- _Data records_:
============================================================
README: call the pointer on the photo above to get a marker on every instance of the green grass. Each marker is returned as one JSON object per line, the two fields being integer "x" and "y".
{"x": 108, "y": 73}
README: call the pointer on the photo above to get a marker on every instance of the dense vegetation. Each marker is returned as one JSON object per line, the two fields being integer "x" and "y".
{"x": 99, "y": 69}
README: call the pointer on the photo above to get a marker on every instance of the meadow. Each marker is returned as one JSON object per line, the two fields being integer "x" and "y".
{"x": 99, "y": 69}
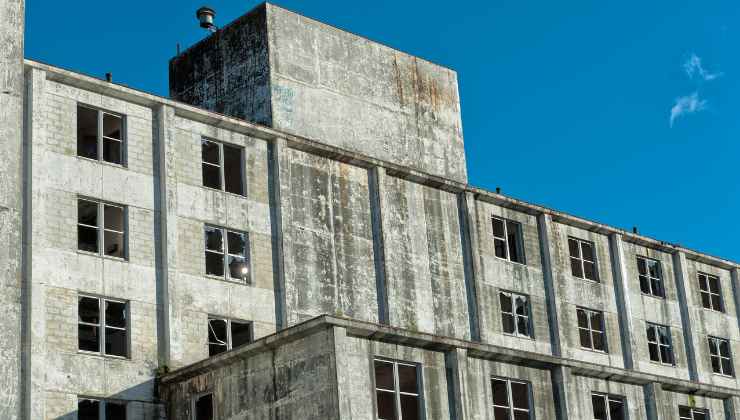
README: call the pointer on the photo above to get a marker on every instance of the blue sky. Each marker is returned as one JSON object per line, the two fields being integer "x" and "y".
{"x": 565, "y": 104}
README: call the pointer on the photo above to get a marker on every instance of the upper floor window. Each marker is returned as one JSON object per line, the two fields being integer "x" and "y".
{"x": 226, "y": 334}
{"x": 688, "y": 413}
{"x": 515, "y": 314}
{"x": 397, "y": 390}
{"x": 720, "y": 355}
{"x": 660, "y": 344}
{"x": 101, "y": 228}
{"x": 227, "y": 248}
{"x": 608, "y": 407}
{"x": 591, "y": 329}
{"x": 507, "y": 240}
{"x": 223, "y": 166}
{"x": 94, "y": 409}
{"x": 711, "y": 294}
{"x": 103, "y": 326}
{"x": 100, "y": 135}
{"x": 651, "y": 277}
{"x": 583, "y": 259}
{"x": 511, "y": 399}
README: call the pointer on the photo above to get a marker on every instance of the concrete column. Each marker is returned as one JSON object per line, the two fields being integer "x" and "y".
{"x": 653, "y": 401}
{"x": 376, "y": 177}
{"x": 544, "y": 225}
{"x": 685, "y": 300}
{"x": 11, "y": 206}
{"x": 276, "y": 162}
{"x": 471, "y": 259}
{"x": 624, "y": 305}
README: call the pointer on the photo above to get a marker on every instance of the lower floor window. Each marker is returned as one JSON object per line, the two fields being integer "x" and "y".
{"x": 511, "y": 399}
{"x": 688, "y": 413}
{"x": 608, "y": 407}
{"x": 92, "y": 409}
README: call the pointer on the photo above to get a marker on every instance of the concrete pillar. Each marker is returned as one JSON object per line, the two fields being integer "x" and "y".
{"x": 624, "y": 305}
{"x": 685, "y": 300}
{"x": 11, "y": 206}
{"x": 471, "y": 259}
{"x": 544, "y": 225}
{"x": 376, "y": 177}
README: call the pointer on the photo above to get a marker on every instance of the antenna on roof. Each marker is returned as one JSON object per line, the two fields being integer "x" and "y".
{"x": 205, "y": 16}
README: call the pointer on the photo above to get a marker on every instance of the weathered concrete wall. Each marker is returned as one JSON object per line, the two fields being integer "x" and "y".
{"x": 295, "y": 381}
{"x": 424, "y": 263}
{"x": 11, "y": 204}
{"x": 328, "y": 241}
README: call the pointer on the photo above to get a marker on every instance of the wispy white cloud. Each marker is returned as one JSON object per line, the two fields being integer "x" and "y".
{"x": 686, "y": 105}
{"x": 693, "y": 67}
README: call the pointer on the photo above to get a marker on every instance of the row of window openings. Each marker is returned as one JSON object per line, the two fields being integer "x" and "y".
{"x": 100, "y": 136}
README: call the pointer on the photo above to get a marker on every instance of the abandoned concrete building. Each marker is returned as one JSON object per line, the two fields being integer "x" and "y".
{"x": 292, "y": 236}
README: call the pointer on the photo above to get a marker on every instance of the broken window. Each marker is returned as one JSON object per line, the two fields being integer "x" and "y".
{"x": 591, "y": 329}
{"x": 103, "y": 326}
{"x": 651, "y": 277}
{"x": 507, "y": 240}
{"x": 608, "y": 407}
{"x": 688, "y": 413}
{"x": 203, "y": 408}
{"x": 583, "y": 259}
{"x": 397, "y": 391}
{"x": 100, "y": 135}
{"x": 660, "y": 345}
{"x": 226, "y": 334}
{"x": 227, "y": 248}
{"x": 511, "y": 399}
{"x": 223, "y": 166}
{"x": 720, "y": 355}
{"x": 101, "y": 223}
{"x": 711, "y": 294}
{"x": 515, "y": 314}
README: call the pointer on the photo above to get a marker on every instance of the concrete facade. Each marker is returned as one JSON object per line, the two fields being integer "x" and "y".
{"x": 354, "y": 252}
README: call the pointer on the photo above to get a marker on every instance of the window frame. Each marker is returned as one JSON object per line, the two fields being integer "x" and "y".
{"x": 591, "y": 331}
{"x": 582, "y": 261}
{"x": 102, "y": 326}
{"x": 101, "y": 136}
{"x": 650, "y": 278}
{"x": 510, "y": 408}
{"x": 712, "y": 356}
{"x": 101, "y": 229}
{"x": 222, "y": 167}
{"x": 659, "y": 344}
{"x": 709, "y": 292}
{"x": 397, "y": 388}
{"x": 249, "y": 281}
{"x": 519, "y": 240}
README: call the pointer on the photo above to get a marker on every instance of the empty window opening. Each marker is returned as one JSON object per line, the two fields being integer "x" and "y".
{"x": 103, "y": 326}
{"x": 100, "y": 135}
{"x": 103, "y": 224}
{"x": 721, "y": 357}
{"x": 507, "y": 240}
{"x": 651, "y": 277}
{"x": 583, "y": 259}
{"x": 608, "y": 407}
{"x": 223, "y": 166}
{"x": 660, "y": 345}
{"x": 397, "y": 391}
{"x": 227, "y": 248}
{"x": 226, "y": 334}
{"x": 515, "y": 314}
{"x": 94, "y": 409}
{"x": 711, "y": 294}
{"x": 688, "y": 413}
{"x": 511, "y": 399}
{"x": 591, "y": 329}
============================================================
- _Work item_:
Beginning with the line that holds "of the window", restate word for word every line down to the end of the data, and only those lines.

- _Result for this task_:
README: call the pointer on the photo above to get a marker on every instance of the window frame. Each marker is returned as one JSON object per line, the two fields being integer "x" and "y".
{"x": 591, "y": 331}
{"x": 582, "y": 261}
{"x": 102, "y": 326}
{"x": 101, "y": 136}
{"x": 650, "y": 278}
{"x": 510, "y": 408}
{"x": 712, "y": 356}
{"x": 101, "y": 229}
{"x": 222, "y": 167}
{"x": 659, "y": 344}
{"x": 709, "y": 292}
{"x": 397, "y": 388}
{"x": 249, "y": 281}
{"x": 519, "y": 240}
README: call the pointer on the photo above to get a marker on every instance of the empty window opening. Each marker is returned as one JSON object per line, the two fields being integer "x" and "y".
{"x": 103, "y": 326}
{"x": 100, "y": 135}
{"x": 103, "y": 224}
{"x": 721, "y": 357}
{"x": 507, "y": 240}
{"x": 651, "y": 277}
{"x": 583, "y": 259}
{"x": 608, "y": 407}
{"x": 223, "y": 166}
{"x": 660, "y": 345}
{"x": 397, "y": 391}
{"x": 227, "y": 248}
{"x": 226, "y": 334}
{"x": 515, "y": 314}
{"x": 94, "y": 409}
{"x": 711, "y": 294}
{"x": 688, "y": 413}
{"x": 511, "y": 399}
{"x": 591, "y": 329}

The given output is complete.